> **Information supplied**:
..........

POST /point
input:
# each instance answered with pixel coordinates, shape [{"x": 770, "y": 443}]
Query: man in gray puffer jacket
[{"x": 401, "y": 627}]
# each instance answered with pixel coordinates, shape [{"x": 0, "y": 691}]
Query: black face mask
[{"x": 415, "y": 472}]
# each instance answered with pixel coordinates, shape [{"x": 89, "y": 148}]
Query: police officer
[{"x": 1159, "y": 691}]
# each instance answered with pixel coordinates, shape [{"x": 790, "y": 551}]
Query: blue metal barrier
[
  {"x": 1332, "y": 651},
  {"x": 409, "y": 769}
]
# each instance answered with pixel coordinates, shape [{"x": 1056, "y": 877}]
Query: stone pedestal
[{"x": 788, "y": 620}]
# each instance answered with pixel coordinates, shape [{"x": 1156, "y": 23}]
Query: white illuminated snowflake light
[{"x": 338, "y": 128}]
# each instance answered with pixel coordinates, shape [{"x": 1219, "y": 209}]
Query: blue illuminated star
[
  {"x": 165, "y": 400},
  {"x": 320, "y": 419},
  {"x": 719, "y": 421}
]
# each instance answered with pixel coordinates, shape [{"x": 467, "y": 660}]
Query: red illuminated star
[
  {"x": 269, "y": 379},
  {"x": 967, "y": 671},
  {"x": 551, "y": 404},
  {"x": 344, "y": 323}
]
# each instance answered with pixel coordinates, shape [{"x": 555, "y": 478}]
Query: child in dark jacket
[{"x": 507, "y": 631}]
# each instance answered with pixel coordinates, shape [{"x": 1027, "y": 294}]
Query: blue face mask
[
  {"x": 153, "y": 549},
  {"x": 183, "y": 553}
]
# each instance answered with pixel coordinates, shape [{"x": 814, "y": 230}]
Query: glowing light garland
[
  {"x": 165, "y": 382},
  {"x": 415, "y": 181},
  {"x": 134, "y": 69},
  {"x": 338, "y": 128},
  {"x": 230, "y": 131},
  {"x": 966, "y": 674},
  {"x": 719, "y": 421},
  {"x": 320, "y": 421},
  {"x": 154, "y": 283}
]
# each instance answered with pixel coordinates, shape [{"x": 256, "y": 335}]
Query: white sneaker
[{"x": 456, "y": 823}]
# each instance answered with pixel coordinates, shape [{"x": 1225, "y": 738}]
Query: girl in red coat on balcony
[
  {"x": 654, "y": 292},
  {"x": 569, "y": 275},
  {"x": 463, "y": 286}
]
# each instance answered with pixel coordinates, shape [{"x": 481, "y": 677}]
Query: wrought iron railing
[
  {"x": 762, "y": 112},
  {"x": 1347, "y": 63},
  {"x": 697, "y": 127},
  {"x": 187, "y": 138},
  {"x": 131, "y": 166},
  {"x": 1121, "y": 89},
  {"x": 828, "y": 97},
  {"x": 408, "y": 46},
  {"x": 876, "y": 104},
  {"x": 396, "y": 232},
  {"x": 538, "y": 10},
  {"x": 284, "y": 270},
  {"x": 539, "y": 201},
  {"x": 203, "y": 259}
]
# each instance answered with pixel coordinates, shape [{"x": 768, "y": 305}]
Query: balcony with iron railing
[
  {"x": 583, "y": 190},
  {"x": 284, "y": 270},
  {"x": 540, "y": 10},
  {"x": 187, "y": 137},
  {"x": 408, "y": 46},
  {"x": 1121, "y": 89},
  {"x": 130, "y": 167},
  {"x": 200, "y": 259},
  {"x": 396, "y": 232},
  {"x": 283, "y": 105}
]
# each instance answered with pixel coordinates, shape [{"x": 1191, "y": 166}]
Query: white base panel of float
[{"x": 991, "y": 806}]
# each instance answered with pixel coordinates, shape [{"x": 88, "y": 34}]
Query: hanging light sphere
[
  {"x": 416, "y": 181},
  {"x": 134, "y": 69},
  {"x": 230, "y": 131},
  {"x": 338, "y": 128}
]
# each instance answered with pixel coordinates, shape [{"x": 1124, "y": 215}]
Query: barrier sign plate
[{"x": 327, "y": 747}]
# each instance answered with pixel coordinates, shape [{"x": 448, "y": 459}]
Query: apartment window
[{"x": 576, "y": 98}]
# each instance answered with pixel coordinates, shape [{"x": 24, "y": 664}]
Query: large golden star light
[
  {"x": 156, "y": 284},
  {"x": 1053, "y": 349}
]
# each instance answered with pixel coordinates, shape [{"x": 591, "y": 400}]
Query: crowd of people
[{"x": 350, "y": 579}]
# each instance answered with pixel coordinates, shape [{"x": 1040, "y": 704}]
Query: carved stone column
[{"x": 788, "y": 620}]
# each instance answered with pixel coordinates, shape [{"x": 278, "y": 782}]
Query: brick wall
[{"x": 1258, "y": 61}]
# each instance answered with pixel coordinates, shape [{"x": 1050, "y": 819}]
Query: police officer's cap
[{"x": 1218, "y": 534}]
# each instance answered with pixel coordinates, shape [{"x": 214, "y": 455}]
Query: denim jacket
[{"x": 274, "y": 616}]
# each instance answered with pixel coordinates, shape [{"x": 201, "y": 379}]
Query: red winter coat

..........

> **What the task asks**: Reproduce every line of the material above exactly.

> **Problem solution**:
POST /point
input:
# each instance answered with pixel coordinates, shape [{"x": 770, "y": 443}]
Query: man in gray puffer jacket
[{"x": 401, "y": 627}]
# each instance answered with pixel coordinates, shape [{"x": 0, "y": 691}]
Query: black face mask
[{"x": 415, "y": 472}]
# each instance answered with pixel coordinates, shape [{"x": 89, "y": 148}]
Query: police officer
[{"x": 1159, "y": 691}]
# each instance answered with pixel coordinates, shape [{"x": 790, "y": 551}]
Query: blue metal barrier
[
  {"x": 1332, "y": 651},
  {"x": 409, "y": 769}
]
# each instance answered with pixel coordinates, shape [{"x": 1056, "y": 877}]
Query: stone pedestal
[{"x": 788, "y": 620}]
# each instance answered with pixel coordinates, shape [{"x": 1156, "y": 23}]
Query: white illuminated snowflake light
[{"x": 338, "y": 128}]
# each instance answered with pixel coordinates, shape [{"x": 1219, "y": 209}]
Query: blue illuminated star
[
  {"x": 165, "y": 400},
  {"x": 320, "y": 419},
  {"x": 719, "y": 421}
]
# each instance answered with pixel coordinates, shape [{"x": 467, "y": 660}]
Query: red illuminated star
[
  {"x": 269, "y": 379},
  {"x": 967, "y": 671},
  {"x": 551, "y": 404},
  {"x": 344, "y": 323}
]
# each instance answered with pixel coordinates, shape [{"x": 555, "y": 478}]
Query: child in dark jacket
[{"x": 507, "y": 631}]
# each instance answered with pixel coordinates, shape [{"x": 1027, "y": 294}]
Query: blue face mask
[
  {"x": 153, "y": 549},
  {"x": 183, "y": 553}
]
# each instance answered with pixel coordinates, shape [{"x": 814, "y": 230}]
Query: glowing light garland
[
  {"x": 165, "y": 382},
  {"x": 415, "y": 181},
  {"x": 134, "y": 69},
  {"x": 338, "y": 128},
  {"x": 230, "y": 131},
  {"x": 966, "y": 674},
  {"x": 719, "y": 421},
  {"x": 320, "y": 421},
  {"x": 154, "y": 283}
]
# each instance answered with pixel coordinates, shape [{"x": 256, "y": 335}]
Query: white sneaker
[{"x": 456, "y": 823}]
# each instance answered with pixel coordinates, shape [{"x": 1225, "y": 738}]
Query: girl in red coat on balcony
[
  {"x": 654, "y": 292},
  {"x": 569, "y": 275},
  {"x": 463, "y": 286}
]
# each instance answered with pixel coordinates, shape [{"x": 481, "y": 677}]
Query: wrought iron railing
[
  {"x": 762, "y": 112},
  {"x": 1347, "y": 63},
  {"x": 697, "y": 127},
  {"x": 187, "y": 138},
  {"x": 131, "y": 166},
  {"x": 1121, "y": 89},
  {"x": 828, "y": 97},
  {"x": 408, "y": 46},
  {"x": 876, "y": 104},
  {"x": 396, "y": 232},
  {"x": 538, "y": 10},
  {"x": 284, "y": 270},
  {"x": 539, "y": 201},
  {"x": 203, "y": 259}
]
# each instance answered with pixel coordinates, shape [{"x": 768, "y": 305}]
Query: balcony with iron railing
[
  {"x": 583, "y": 190},
  {"x": 284, "y": 270},
  {"x": 540, "y": 10},
  {"x": 187, "y": 137},
  {"x": 408, "y": 46},
  {"x": 1121, "y": 89},
  {"x": 130, "y": 167},
  {"x": 200, "y": 259},
  {"x": 396, "y": 232},
  {"x": 283, "y": 105}
]
# each instance answered with pixel coordinates, shape [{"x": 1191, "y": 166}]
Query: white base panel of float
[{"x": 991, "y": 806}]
# each instance answered with pixel coordinates, shape [{"x": 88, "y": 34}]
Query: hanging light sphere
[
  {"x": 416, "y": 181},
  {"x": 134, "y": 69},
  {"x": 230, "y": 131},
  {"x": 338, "y": 128}
]
# each instance answered with pixel coordinates, shape [{"x": 1124, "y": 215}]
Query: barrier sign plate
[{"x": 327, "y": 747}]
# each instance answered with pixel coordinates, shape [{"x": 448, "y": 459}]
Query: apartment window
[{"x": 576, "y": 98}]
# each instance answered with pixel coordinates, shape [{"x": 24, "y": 664}]
Query: large golden star light
[
  {"x": 156, "y": 284},
  {"x": 1053, "y": 349}
]
# each instance answered with pixel coordinates, shape [{"x": 591, "y": 400}]
Query: crowd of people
[{"x": 350, "y": 579}]
# each instance answered with pixel coordinates, shape [{"x": 1040, "y": 704}]
Query: carved stone column
[{"x": 788, "y": 620}]
# each instance answered with pixel coordinates, shape [{"x": 278, "y": 782}]
Query: brick wall
[{"x": 1258, "y": 61}]
# each instance answered with pixel coordinates, shape [{"x": 1050, "y": 819}]
Query: police officer's cap
[{"x": 1218, "y": 534}]
# each instance answered with pixel coordinates, shape [{"x": 214, "y": 455}]
Query: denim jacket
[{"x": 274, "y": 616}]
# each instance answered with pixel coordinates, shape [{"x": 201, "y": 379}]
Query: red winter coat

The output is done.